*TEXTO DE LEITURA:*
Centro de distribuição de uma rede de supermercados nos Estados Unidos: muitas lojas físicas fecharam as portas (Luke Sharrett/Bloomberg/Getty Images)

Outro dado que deixou muitos varejistas de olhos arregalados: pela primeira vez, a maioria dos clientes fez compras pelo smartphone. Que o celular está tomando o lugar do computador pessoal ninguém tem dúvidas, e isso também vale para o e-commerce — ter um bom aplicativo é questão de sobrevivência. Mas as possibilidades da tecnologia vão muito além de reproduzir um website em tamanho menor. Armados de câmeras, sensores e processadores equivalentes aos de PCs de alguns anos atrás, os celulares prometem uma experiência de compra completamente nova.

*EXTRATO DE DADOS:*
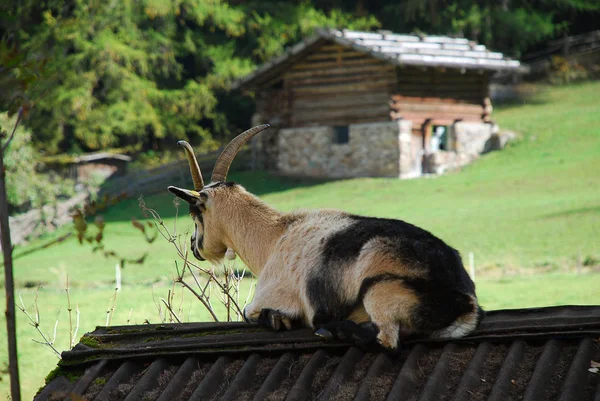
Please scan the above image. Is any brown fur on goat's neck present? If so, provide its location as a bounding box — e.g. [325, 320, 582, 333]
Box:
[214, 185, 289, 275]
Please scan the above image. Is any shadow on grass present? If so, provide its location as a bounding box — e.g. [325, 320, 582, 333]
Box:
[99, 171, 334, 222]
[543, 206, 600, 219]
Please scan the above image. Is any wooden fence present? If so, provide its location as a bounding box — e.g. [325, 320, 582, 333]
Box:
[99, 149, 252, 198]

*INSTRUÇÕES DAS TAREFAS:*
[A] Responda com base no texto de leitura sobre varejo e celulares:
(i) Em que país fica o centro de distribuição mencionado na legenda?
(ii) O que a maioria dos clientes fez pela primeira vez?
(iii) De que recursos os celulares estão armados?
[B] Segundo o texto de leitura, por que os celulares prometem uma experiência de compra completamente nova?
Os registros não têm relação com o texto de leitura.

*RESPOSTAS POR ITEM:*
[A]
(i) Nos Estados Unidos.
(ii) Fez compras pelo smartphone.
(iii) De câmeras, sensores e processadores equivalentes aos de PCs de alguns anos atrás.

[B] Porque estão armados de câmeras, sensores e processadores equivalentes aos de PCs de alguns anos atrás. Por isso, suas possibilidades vão muito além de reproduzir um website em tamanho menor.